SUPPLIED DATA

====

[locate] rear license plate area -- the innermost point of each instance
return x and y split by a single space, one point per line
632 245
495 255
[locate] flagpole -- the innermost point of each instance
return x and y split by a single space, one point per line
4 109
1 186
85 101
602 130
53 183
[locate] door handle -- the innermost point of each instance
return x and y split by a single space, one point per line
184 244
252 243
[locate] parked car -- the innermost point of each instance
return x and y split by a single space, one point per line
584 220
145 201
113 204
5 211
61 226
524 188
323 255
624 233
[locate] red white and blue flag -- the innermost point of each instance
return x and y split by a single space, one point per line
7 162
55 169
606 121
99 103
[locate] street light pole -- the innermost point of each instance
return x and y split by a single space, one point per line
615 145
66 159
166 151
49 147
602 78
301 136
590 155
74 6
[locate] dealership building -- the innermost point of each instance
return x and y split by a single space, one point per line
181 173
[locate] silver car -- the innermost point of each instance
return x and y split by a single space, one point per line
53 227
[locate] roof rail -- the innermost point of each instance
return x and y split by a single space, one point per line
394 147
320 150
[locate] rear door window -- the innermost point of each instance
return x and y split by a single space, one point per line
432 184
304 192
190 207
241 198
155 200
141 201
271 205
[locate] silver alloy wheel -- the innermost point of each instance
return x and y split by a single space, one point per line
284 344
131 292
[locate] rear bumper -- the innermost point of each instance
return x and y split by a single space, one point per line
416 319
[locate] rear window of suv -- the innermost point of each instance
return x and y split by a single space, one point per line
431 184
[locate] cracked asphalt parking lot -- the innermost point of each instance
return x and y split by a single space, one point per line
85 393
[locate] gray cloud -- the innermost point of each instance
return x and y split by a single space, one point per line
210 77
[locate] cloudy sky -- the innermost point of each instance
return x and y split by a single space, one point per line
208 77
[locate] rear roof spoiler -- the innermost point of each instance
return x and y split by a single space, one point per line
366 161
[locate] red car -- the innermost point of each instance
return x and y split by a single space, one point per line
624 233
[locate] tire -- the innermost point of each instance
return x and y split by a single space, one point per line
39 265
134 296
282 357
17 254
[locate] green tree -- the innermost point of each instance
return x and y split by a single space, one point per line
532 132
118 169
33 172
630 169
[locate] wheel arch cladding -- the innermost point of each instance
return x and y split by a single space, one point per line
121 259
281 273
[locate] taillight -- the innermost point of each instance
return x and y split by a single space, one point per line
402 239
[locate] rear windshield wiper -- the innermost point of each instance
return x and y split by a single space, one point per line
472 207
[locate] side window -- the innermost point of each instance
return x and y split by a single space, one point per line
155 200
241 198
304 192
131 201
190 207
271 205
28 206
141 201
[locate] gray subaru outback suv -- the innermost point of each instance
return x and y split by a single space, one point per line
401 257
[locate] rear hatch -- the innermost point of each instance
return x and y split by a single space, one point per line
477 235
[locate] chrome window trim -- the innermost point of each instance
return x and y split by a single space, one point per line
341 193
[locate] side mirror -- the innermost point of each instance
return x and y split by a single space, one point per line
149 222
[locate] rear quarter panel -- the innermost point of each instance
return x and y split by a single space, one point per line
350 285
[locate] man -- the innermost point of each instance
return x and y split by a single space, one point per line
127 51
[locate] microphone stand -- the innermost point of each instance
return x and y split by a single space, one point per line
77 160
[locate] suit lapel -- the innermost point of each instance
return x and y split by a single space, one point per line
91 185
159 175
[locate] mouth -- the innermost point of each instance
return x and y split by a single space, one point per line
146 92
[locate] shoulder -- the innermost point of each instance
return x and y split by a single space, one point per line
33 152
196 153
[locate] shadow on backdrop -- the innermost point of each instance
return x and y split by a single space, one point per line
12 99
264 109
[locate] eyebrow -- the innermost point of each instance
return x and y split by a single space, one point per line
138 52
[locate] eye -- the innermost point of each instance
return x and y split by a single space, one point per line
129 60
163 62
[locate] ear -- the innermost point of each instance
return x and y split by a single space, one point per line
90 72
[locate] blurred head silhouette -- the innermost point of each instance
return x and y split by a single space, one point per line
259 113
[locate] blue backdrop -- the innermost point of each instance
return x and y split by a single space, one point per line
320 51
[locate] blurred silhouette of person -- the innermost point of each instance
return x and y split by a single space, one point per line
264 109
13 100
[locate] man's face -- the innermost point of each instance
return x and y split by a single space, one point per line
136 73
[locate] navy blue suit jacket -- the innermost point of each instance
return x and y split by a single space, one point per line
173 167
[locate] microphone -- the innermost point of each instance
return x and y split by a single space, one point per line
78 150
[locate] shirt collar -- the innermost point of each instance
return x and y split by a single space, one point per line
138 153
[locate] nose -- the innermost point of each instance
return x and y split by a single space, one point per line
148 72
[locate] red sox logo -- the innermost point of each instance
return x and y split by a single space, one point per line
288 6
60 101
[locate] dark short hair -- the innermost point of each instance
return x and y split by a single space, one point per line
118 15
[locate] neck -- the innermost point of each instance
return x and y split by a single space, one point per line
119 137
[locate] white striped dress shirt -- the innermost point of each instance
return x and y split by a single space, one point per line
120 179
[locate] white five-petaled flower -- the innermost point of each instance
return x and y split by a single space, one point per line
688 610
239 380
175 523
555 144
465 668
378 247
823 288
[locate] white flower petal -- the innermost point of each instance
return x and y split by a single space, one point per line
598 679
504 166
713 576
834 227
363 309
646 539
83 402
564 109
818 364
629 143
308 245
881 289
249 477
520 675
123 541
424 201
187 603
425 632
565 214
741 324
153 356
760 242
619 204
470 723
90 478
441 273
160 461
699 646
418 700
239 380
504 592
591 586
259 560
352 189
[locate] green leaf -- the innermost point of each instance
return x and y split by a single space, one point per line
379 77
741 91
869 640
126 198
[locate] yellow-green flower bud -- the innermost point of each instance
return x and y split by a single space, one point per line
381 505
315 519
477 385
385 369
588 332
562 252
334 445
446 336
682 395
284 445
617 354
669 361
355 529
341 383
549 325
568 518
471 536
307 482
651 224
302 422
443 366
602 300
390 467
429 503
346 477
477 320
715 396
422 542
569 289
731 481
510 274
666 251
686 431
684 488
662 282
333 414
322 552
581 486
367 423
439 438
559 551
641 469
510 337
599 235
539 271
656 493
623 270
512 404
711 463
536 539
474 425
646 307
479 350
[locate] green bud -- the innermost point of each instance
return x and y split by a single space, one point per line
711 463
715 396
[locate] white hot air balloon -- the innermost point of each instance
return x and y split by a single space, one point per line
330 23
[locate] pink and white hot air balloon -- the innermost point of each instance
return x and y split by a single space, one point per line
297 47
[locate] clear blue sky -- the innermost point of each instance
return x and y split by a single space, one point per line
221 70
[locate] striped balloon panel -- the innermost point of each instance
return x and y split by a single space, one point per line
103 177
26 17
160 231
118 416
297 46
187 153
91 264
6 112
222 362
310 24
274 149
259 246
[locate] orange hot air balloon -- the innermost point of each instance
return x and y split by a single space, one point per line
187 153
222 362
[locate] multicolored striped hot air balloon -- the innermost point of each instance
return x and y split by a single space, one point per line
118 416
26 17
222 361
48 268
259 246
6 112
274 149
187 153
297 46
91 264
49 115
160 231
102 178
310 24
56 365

====

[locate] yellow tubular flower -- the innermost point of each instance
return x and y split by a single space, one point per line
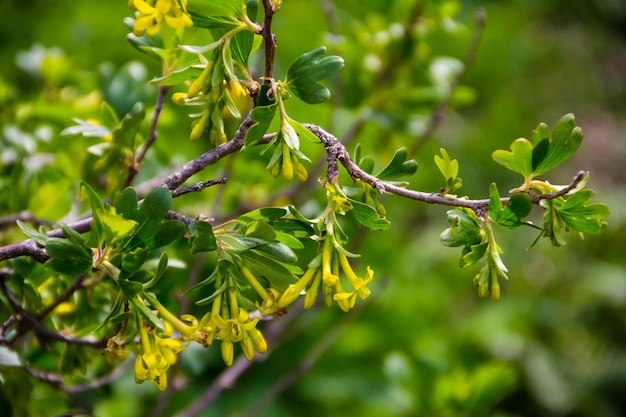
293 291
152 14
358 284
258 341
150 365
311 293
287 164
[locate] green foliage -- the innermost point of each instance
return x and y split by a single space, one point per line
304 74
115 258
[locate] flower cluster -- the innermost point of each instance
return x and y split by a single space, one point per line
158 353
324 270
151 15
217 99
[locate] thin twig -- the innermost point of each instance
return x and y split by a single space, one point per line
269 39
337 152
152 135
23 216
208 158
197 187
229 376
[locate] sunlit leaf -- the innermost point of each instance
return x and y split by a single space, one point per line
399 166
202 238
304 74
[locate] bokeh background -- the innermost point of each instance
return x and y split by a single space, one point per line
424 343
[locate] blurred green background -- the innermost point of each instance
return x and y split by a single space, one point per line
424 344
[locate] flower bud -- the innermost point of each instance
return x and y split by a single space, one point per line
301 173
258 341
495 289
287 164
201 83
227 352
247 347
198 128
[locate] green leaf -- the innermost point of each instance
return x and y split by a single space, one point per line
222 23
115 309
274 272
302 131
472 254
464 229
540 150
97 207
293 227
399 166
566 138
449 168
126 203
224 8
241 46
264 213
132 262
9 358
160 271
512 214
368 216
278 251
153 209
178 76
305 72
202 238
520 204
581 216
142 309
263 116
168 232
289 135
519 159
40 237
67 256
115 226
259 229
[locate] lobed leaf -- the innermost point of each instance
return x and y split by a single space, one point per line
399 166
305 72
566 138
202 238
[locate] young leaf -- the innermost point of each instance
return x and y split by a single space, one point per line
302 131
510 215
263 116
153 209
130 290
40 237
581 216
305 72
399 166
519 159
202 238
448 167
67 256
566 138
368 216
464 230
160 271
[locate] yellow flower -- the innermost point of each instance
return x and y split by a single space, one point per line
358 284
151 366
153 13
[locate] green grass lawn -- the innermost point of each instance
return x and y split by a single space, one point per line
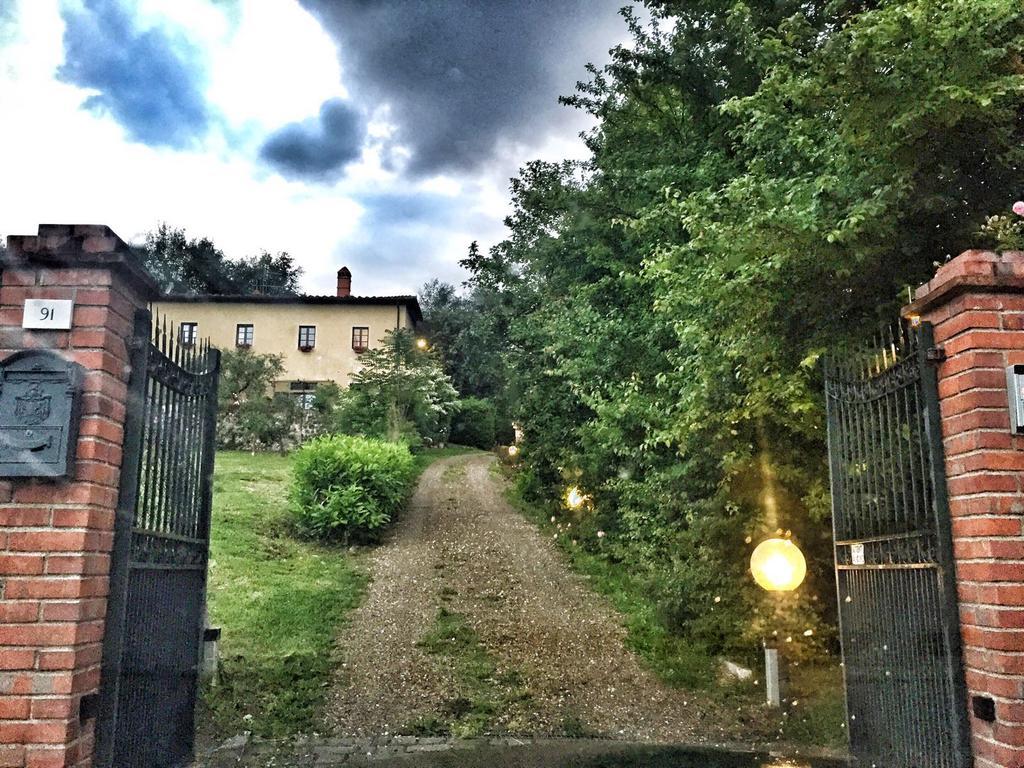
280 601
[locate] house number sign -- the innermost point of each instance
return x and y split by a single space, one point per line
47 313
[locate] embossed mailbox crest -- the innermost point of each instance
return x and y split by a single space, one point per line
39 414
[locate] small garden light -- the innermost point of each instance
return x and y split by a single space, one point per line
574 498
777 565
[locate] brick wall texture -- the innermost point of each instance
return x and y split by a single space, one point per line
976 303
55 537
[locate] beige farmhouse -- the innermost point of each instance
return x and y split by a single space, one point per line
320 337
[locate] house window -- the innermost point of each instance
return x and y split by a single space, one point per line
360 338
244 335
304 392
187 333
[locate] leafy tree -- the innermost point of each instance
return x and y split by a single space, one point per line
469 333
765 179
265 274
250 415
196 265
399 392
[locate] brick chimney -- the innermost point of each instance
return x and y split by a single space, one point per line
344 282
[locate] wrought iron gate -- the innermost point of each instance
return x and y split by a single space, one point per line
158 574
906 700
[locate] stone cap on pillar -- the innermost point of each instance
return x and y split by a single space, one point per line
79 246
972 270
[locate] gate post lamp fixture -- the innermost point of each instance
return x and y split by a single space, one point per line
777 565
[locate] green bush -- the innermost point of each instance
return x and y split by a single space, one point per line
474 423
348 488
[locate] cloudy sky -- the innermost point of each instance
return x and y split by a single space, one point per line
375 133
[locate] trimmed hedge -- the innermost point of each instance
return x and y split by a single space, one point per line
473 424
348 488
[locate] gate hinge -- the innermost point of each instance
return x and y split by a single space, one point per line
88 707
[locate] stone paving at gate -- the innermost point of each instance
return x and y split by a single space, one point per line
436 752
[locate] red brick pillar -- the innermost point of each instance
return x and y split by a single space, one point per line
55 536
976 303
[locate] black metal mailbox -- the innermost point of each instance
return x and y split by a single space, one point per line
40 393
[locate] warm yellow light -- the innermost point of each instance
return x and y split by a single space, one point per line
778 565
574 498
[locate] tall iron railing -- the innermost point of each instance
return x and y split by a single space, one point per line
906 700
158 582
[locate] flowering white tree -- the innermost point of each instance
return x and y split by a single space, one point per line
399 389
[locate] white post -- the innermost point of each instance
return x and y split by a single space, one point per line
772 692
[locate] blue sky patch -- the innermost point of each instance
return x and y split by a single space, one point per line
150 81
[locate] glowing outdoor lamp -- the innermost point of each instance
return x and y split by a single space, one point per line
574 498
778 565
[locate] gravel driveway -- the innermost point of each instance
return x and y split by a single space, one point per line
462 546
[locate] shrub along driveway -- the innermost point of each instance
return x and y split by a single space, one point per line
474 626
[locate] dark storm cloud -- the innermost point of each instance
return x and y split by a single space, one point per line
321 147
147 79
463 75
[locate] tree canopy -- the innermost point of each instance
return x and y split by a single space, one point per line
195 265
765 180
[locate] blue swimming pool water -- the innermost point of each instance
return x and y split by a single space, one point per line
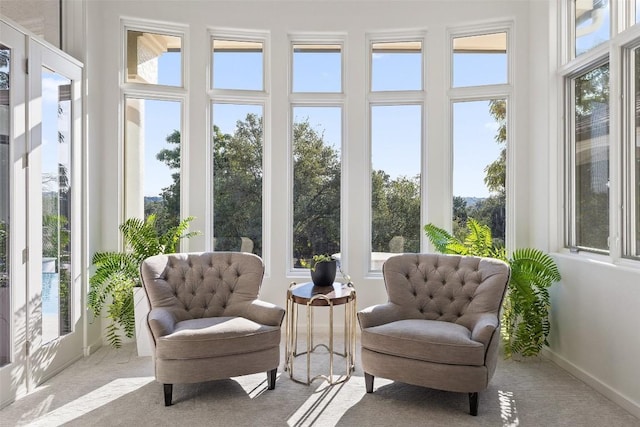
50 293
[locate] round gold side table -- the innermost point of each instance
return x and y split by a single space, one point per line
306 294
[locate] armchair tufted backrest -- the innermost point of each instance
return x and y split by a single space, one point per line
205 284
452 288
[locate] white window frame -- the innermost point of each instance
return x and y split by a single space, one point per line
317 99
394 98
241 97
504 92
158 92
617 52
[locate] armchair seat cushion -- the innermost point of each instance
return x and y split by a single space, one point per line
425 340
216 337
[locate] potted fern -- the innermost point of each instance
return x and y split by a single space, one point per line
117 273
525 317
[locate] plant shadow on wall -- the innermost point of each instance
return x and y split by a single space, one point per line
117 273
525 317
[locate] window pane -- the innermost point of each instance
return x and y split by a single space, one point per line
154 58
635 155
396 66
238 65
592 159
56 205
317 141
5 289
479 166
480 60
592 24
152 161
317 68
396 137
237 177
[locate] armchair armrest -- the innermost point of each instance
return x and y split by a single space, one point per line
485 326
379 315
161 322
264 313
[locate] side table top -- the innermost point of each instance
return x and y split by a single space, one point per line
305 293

====

YOUR INSTRUCTIONS
Show each line from the items above that contains the word "striped". Treat uppercase and lowercase letters as different.

FULL ANSWER
[locate] white striped dress shirt -- the innermost point of each instance
[locate] striped balloon panel -- the innermost point of each instance
[locate] multicolored striped hot air balloon -- the innermost point of each instance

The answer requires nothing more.